*Actions to take*.
(a) According to the article on the Lardil people, what name do the Lardil prefer to be known by?
(b) Reproduce the article on the Lardil people word for word, from "The Lardil people, who" to "of Carpentaria, Queensland.".
(c) List the section headings in the article on the Lardil people.

= Lardil people =

Aboriginal Australian ethnic group

The Lardil people, who prefer to be known as Kunhanaamendaa (meaning people of Kunhanhaa, the traditional name for Mornington Island), are an Aboriginal Australian people and the traditional custodians of Mornington Island in the Wellesley Islands chain in the Gulf of Carpentaria, Queensland.

==Language==

Lardil, now moribund, belongs to the Tangkic language family. The feature of kinship-sensitive pronominal prefixes had been ignored until they were discovered by Kenneth L. Hale in a study of Lardil. A special second language, Damin, thought of as a tongue created by the Yellow Trevally fish ancestor Kaltharr, and devised in part to mimic "fish talk", was taught during the second degree of initiation (warama). This initiation register of specialized Lardil has fascinated linguists: it contained in its phonemic repertoire two types of airstream initiation, a pulmonic ingressive /[ɬ↓ʔ]/ l* and a labiovelar lingual egressive /[ʘ↑]/ p', unique among the world's languages. The secret language reinscribed in what looks like an indigenous form of semantic analysis the entire Lardil vocabulary into 200 words and has been described by Hale as a "monument to the human intellect". Since Damin was a language involving rituals disapproved of by the missionaries, it disappeared with the outlawing and suppression of the Lardil ritual cycles.

==Ecology and lifestyle==
Rockwall fish traps (derndernim) were constructed off the coast to catch varieties of fish as the tides receded. The Lardil had a meticulous ethnobotanical knowledge and David McKnight has argued that "their botanical taxonomy is of the same intellectual order as our botanical scientific taxonomy".

People raised within the mission, once detached from the hunter and gatherer lifestyle of the traditional community, were considered good workers to recruit for the pastoral stations, where they were employed as drovers and ringers. Once the mission was closed, the elderly once more regained some control. However the Lardil people who had spent their mature years on the mainland as farm workers had no traditional background for raising children to draw on. The result was that the generation of children raised from the 1960s onwards had no grasp of either the old or new work technologies and ethics.

==Christian mission==

With the exception of Sweers Island, all the Wellesley Islands were set aside as an Aboriginal reserve. Generally, once Aboriginal resistance to the take-over of their lands was broken, they were concentrated in reserves and missions. Presbyterian missionaries were granted permission to establish a mission on Mornington Island, and one was duly built in 1914. A mission was established on Mornington Island by the Rev. Robert Hall, his wife and two assistants, Mr and Mrs Owen, and Hall strove to institute economic self-sufficiency for the islanders' economy, having an all-native crew manning the ketch, while organising the harvesting and curing of trepang. Their initial presence, according to one account, was received positively by the Lardil people. Hall was speared and killed in 1917 by a Lardil man, "Burketown Peter/Bad Peter" a respected drover based in Burketown, who ran into trouble, often standing up for his rights, and wanted to kill a cattle station owner with whom he fell out, but was dissuaded from doing so and told by Ganggalida people to return to his home country after refusing to obey local demands that he move back to the mainland.

*Extracted data*.

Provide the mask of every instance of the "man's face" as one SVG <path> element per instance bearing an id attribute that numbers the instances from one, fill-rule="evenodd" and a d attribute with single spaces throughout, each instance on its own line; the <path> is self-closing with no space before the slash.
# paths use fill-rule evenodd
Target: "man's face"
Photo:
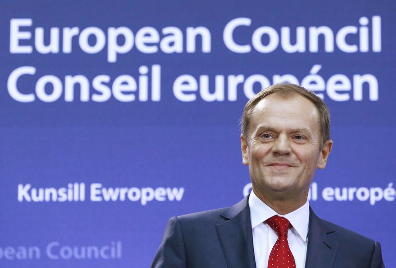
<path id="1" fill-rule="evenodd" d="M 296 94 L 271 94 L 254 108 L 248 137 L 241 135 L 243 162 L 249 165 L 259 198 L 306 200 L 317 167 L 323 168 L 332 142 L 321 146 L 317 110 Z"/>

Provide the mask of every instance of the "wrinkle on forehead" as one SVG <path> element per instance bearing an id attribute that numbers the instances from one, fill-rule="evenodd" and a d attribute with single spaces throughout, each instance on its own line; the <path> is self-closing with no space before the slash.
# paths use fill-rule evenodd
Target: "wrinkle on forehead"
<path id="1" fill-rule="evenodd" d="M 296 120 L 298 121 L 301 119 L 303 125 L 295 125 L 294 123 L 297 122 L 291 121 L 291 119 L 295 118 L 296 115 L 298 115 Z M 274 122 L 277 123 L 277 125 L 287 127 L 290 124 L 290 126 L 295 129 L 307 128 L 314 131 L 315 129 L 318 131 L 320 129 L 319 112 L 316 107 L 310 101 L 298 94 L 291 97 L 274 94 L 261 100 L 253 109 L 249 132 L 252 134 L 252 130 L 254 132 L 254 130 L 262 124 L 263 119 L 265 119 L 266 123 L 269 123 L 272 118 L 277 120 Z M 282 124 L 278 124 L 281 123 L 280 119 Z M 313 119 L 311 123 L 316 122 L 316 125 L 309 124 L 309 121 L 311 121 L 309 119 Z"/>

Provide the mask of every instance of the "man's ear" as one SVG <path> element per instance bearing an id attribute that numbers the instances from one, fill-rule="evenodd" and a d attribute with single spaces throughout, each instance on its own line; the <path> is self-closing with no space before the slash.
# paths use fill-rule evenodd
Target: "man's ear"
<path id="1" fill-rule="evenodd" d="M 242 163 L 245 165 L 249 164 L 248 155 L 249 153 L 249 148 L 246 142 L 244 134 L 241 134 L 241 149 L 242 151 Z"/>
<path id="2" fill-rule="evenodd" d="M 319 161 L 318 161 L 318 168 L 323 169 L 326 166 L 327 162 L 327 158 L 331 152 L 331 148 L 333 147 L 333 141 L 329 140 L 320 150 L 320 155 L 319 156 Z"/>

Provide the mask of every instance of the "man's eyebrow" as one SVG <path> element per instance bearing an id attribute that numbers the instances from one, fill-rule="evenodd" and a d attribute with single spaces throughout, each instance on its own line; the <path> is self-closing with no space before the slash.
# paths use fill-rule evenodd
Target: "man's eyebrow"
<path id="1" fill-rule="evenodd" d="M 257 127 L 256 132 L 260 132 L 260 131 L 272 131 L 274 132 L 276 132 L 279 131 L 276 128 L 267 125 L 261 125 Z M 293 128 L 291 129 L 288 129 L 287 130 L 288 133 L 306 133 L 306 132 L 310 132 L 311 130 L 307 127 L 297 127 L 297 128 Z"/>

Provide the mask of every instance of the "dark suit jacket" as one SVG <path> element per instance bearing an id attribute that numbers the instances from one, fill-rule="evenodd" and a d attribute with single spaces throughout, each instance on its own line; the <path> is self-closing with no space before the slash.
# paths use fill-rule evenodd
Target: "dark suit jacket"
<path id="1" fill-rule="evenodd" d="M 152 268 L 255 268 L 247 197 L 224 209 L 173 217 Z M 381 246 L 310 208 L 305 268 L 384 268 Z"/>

...

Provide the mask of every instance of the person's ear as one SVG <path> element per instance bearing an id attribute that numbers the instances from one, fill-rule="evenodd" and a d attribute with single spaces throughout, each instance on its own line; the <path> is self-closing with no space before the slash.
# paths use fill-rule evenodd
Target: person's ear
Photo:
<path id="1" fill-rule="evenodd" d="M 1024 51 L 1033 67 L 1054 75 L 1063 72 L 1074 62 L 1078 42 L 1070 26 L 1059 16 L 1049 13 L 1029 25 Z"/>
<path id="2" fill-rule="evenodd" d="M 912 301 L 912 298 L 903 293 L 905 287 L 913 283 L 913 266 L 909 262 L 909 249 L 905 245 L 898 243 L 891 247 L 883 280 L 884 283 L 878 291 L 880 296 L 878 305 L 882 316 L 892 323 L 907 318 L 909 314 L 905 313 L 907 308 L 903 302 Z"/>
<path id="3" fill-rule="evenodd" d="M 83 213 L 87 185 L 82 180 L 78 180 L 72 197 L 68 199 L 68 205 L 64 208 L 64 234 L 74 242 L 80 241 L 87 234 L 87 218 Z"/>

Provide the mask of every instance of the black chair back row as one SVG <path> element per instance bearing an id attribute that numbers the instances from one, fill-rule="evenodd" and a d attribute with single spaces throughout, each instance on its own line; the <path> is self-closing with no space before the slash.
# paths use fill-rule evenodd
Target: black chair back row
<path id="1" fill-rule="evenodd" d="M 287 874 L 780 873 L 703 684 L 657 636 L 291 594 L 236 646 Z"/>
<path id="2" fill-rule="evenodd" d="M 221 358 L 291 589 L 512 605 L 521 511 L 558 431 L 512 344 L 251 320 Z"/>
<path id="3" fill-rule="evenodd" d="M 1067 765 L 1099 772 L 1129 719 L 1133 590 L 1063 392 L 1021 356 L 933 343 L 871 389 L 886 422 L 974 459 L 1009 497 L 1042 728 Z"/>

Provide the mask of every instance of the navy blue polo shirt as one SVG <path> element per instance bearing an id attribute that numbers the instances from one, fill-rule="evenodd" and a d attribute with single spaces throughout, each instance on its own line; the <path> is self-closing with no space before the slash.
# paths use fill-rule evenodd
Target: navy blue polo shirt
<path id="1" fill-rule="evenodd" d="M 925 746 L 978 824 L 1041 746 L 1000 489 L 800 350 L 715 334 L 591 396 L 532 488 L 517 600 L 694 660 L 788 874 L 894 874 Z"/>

...

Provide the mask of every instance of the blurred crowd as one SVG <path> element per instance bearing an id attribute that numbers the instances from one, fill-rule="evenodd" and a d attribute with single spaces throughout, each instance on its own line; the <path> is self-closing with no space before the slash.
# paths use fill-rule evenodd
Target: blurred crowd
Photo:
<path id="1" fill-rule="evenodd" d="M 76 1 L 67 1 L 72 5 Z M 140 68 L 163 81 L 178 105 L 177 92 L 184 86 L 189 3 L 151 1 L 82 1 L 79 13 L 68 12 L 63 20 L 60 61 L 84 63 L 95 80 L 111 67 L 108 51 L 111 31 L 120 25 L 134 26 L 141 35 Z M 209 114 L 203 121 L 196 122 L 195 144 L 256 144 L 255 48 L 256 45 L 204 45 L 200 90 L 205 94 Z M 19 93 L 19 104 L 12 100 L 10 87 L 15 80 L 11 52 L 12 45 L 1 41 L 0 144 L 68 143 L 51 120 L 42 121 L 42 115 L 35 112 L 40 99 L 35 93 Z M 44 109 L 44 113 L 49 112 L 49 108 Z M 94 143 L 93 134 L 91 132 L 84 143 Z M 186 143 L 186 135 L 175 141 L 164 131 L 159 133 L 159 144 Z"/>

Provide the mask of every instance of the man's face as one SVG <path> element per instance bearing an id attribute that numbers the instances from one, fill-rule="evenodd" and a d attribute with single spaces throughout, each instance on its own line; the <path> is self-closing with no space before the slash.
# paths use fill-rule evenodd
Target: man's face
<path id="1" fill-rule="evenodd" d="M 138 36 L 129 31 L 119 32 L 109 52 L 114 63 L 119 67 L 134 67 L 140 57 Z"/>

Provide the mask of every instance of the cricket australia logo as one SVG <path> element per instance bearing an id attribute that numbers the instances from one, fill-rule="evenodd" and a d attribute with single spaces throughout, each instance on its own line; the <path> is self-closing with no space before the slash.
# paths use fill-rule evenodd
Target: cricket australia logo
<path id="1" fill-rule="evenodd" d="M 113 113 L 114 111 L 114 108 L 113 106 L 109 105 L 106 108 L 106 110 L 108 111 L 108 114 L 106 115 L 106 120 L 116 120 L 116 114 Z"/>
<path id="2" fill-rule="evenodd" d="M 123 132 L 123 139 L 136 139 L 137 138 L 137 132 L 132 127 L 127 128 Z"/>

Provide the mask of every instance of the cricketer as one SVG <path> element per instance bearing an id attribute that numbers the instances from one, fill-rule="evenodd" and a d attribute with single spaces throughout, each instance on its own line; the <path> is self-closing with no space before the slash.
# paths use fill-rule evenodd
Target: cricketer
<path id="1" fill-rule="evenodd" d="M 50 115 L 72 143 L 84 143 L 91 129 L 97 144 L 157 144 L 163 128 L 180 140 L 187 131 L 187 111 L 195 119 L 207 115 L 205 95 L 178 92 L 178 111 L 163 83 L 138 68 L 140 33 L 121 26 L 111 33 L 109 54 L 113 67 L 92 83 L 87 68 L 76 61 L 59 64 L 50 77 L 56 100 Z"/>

*Answers for this exercise*.
(a) Kunhanaamendaa

(b)
The Lardil people, who prefer to be known as Kunhanaamendaa (meaning people of Kunhanhaa, the traditional name for Mornington Island), are an Aboriginal Australian people and the traditional custodians of Mornington Island in the Wellesley Islands chain in the Gulf of Carpentaria, Queensland.

(c) Language; Ecology and lifestyle; Christian mission